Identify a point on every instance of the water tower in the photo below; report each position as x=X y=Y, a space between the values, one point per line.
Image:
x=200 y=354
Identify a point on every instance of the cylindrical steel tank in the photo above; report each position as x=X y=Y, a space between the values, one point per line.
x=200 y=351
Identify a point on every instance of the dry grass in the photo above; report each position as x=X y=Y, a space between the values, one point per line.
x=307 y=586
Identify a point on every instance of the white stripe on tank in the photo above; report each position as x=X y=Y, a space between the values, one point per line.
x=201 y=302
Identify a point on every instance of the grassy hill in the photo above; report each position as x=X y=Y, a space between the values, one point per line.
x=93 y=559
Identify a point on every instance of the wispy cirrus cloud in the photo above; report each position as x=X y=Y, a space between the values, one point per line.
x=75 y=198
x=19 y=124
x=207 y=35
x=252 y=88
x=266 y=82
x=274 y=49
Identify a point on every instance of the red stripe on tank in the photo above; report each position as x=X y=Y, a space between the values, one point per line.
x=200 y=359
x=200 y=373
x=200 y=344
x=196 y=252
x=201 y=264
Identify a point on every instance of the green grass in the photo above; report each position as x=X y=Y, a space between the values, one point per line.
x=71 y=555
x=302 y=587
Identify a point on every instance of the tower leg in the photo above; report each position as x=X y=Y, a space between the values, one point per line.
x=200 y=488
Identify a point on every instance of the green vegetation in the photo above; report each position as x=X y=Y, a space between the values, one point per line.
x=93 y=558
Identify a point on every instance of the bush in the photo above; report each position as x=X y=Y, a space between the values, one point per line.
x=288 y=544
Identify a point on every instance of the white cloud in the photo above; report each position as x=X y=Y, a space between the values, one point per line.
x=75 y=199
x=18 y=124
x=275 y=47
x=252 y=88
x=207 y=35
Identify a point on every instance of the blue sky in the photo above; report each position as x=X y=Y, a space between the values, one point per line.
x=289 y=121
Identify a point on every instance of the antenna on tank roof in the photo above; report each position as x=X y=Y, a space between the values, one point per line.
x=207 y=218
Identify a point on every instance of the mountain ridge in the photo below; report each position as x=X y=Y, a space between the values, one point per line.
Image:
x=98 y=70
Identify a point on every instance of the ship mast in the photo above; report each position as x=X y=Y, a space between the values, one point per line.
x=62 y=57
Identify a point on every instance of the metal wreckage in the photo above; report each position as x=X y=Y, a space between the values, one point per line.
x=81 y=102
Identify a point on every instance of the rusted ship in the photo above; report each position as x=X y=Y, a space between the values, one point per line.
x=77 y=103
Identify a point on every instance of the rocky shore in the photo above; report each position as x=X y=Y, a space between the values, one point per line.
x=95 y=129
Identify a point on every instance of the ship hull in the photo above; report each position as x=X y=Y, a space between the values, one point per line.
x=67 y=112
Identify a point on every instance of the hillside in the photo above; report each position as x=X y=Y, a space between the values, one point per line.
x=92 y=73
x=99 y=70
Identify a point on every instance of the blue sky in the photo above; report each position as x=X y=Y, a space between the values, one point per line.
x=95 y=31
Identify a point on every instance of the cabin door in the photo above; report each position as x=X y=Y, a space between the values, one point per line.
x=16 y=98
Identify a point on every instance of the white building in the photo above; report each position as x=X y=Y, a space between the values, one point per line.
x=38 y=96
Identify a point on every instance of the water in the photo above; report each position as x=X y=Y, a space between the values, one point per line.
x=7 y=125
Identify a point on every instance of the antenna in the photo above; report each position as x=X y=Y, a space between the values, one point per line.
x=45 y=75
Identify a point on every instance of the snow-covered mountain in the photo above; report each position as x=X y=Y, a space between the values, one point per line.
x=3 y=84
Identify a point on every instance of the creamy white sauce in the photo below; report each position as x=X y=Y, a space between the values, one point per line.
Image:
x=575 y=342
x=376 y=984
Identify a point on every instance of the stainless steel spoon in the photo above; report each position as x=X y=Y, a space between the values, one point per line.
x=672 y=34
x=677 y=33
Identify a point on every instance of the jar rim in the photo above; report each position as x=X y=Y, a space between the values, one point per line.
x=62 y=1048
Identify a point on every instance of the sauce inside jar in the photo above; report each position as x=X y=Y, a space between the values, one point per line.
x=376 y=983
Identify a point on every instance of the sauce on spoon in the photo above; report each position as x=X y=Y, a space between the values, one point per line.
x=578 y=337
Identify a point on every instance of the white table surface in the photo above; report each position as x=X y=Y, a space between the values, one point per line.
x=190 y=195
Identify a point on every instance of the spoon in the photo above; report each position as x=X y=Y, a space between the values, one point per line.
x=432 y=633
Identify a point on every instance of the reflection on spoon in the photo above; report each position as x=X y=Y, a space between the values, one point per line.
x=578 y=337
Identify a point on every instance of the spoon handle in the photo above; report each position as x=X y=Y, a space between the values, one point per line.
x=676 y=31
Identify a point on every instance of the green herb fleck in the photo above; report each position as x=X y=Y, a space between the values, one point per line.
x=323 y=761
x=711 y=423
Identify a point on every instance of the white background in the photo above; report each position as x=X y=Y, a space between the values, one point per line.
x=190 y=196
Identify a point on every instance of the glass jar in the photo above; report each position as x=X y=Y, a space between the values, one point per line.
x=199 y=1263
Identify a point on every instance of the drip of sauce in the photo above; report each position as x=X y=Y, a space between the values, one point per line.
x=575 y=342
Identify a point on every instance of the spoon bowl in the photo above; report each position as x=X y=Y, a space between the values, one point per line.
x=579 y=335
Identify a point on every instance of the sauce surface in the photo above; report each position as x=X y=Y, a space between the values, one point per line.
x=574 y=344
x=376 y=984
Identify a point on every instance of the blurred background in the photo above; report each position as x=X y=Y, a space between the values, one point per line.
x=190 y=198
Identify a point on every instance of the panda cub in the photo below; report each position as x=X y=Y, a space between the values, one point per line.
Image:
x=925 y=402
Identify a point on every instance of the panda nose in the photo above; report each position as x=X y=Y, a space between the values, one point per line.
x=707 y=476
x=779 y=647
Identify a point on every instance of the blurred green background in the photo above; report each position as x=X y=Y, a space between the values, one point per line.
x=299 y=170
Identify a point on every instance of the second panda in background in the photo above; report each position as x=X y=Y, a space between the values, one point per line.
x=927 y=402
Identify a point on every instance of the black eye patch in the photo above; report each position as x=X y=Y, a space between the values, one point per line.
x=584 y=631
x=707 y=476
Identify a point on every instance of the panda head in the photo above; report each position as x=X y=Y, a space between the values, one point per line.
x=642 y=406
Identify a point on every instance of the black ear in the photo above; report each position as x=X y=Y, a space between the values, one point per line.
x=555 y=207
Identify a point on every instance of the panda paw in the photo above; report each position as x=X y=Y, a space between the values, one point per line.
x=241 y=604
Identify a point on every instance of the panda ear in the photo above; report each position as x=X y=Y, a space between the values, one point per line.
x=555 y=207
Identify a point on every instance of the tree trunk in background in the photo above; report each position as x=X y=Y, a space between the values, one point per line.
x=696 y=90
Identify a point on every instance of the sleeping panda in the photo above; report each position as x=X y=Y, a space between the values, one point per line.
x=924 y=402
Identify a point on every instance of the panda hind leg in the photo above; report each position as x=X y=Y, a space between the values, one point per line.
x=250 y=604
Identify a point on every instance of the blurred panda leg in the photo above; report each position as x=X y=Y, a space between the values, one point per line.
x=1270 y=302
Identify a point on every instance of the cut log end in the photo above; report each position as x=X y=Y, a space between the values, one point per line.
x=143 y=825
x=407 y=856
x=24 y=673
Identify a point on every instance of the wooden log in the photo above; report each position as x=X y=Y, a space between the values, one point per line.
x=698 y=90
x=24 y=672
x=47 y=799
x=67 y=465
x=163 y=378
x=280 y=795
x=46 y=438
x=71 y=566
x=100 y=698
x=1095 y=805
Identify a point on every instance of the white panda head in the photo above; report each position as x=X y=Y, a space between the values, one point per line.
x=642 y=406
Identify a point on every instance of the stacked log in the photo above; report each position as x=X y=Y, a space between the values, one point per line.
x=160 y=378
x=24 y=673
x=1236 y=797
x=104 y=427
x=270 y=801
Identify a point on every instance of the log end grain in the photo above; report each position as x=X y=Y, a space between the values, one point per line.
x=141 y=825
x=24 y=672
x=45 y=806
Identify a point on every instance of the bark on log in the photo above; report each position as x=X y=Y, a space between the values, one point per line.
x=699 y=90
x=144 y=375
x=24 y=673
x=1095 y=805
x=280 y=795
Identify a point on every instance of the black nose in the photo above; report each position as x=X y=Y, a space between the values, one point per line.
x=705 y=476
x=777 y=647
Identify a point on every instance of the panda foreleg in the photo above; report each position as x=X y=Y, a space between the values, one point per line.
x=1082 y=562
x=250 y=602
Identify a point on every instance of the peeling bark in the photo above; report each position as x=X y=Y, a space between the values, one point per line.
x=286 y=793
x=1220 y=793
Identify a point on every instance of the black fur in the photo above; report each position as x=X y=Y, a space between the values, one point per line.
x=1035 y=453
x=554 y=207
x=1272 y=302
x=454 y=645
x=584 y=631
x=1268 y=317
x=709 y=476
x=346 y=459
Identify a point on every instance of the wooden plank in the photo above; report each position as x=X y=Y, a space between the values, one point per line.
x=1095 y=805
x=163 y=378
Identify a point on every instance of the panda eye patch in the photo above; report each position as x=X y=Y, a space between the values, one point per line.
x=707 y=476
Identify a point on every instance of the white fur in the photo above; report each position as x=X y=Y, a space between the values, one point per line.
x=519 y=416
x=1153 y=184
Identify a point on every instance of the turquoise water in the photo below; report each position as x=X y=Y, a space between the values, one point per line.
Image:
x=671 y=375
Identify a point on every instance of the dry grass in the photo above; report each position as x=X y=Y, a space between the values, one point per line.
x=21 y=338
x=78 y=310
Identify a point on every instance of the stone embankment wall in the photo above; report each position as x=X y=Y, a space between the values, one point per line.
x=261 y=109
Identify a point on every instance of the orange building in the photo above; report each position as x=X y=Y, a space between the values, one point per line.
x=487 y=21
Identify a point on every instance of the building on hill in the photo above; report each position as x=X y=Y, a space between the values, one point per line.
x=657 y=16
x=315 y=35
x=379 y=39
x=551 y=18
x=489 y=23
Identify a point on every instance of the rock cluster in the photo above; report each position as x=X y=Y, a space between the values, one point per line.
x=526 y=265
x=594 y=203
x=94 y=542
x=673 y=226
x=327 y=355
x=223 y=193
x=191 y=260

## PROBLEM STATEMENT
Render the lines above, the stretch from the one containing "Identify a point on every instance of the tree" through the one containing "x=250 y=604", as a Markdown table with the columns Row and Line. Number each row and omit any blank lines.

## OUTPUT FOR THIS EXERCISE
| Row | Line |
|---|---|
| 1 | Identify a point on every instance of the tree trunk in background in the photo above; report each position as x=X y=Y, a space between the values, one point per line. |
| 2 | x=696 y=90 |
| 3 | Identify a point on every instance of the sleeping panda in the photo above; report each position as x=X y=Y, a space between the values, one point per line. |
| 4 | x=924 y=402 |
| 5 | Identify a point on every instance of the panda hind leg in the photo above; report each position as x=X y=Y, a space between the values, one point per line. |
| 6 | x=250 y=604 |